■ **To be done**: Reproduce all of the data below word for word, leaving out the pictures.

Collected data entries
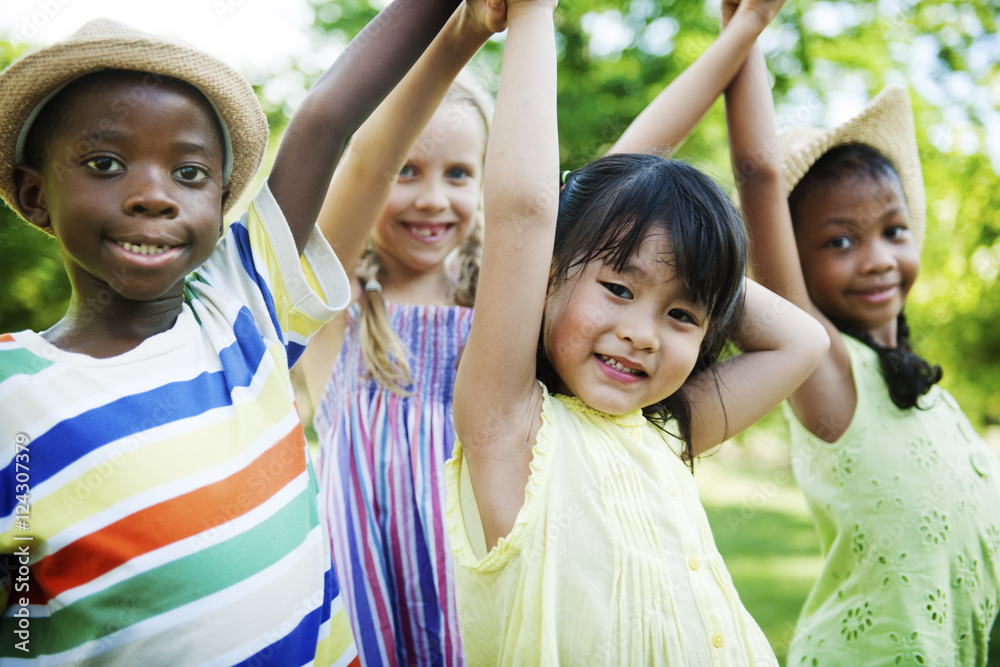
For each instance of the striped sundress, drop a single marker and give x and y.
(381, 467)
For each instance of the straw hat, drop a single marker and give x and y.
(31, 81)
(886, 125)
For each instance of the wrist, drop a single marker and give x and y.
(469, 29)
(752, 20)
(523, 11)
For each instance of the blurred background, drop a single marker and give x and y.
(827, 59)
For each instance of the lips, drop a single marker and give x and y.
(148, 255)
(143, 248)
(620, 366)
(877, 294)
(428, 232)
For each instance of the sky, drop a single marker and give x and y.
(257, 37)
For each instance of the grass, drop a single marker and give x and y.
(763, 530)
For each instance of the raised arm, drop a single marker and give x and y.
(825, 402)
(363, 180)
(780, 346)
(341, 99)
(497, 401)
(671, 117)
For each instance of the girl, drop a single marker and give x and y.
(902, 489)
(588, 375)
(386, 432)
(384, 415)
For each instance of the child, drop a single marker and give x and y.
(384, 415)
(588, 374)
(376, 511)
(159, 501)
(902, 489)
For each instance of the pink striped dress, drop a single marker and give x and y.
(381, 468)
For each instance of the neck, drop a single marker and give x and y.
(423, 288)
(109, 329)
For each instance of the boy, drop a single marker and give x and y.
(157, 503)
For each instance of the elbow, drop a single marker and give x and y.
(819, 341)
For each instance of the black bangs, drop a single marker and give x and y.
(610, 206)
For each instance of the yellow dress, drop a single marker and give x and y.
(611, 560)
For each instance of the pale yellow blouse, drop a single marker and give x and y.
(611, 560)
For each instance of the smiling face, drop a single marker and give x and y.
(624, 340)
(131, 186)
(857, 252)
(433, 204)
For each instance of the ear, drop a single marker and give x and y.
(29, 189)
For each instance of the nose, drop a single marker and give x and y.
(432, 196)
(638, 328)
(149, 194)
(878, 257)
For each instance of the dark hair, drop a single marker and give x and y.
(53, 116)
(907, 375)
(606, 210)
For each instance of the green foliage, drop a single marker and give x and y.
(614, 57)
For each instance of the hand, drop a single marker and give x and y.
(763, 10)
(518, 7)
(488, 16)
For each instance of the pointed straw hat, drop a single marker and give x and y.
(886, 125)
(102, 44)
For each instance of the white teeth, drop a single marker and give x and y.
(144, 248)
(618, 366)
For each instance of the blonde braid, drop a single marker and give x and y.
(384, 353)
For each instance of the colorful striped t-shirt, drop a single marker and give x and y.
(160, 507)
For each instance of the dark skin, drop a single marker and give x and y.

■ **Solution for this problem**:
For each instance of the striped sundress, drop a single marker and give x and y.
(381, 467)
For each instance of the straw hat, drop a single marker and give x and y.
(31, 81)
(886, 125)
For each instance of the wrist, drop a single marker and give x and y.
(469, 29)
(752, 20)
(523, 11)
For each instance of the blurred background, drop a single marker and give x and y.
(827, 59)
For each instance of the lips, drop a single marker and give x and y.
(148, 255)
(143, 248)
(620, 366)
(877, 294)
(428, 232)
For each instance of the sky, drop a single marker and give x and y.
(257, 37)
For each instance of the grass, drop a single marker and give x and y.
(763, 530)
For each instance of the raised arm, drop a single marker and give x and y.
(825, 402)
(363, 180)
(780, 346)
(341, 99)
(497, 401)
(671, 117)
For each instance of the girl, drop a single marker and give x and y.
(902, 489)
(588, 375)
(386, 432)
(384, 415)
For each instance of the child, drop a single marker and give x and y.
(384, 415)
(588, 374)
(376, 511)
(159, 501)
(902, 489)
For each instance of the pink striped dress, drop a single marker and give x and y.
(381, 468)
For each instance of the neck, drop a single marker and give x and y.
(423, 288)
(109, 329)
For each instance of the boy, drop a single marker and give x and y.
(157, 503)
For each instance of the elbow, drop a single marker and give x and y.
(819, 341)
For each instance of the black bangs, drop a single marker and give x and y.
(610, 206)
For each instance of the yellow dress, drop a single marker and give x and y.
(611, 560)
For each instance of the pale yellow blouse, drop a single marker and give x and y.
(611, 560)
For each instance of the smiling face, drop a single marker and give x and y.
(624, 340)
(131, 186)
(857, 252)
(433, 204)
For each instance of the ear, drop a single marker and give x and y.
(29, 189)
For each instance of the nose, drop a single marker and give x and y.
(432, 196)
(638, 328)
(149, 194)
(878, 257)
For each instance of the dark hair, drop a single marker and give x and y.
(53, 116)
(907, 375)
(606, 210)
For each instance of the green foliage, drop a single marker and give x and y.
(614, 57)
For each instance of the hand, drop a single marker and give x and y.
(763, 10)
(518, 7)
(488, 16)
For each instance of the pointed straw hat, drop a single marker and give x and y.
(886, 125)
(102, 44)
For each instance of the white teeth, drop a single marker and give x and y.
(144, 248)
(618, 366)
For each instance of the blonde braid, drop a single marker and give x and y.
(384, 353)
For each instance of the colorful striped t-shirt, drop a single marker and give x and y.
(160, 507)
For each instance of the dark skin, drop a single marker and give x and y.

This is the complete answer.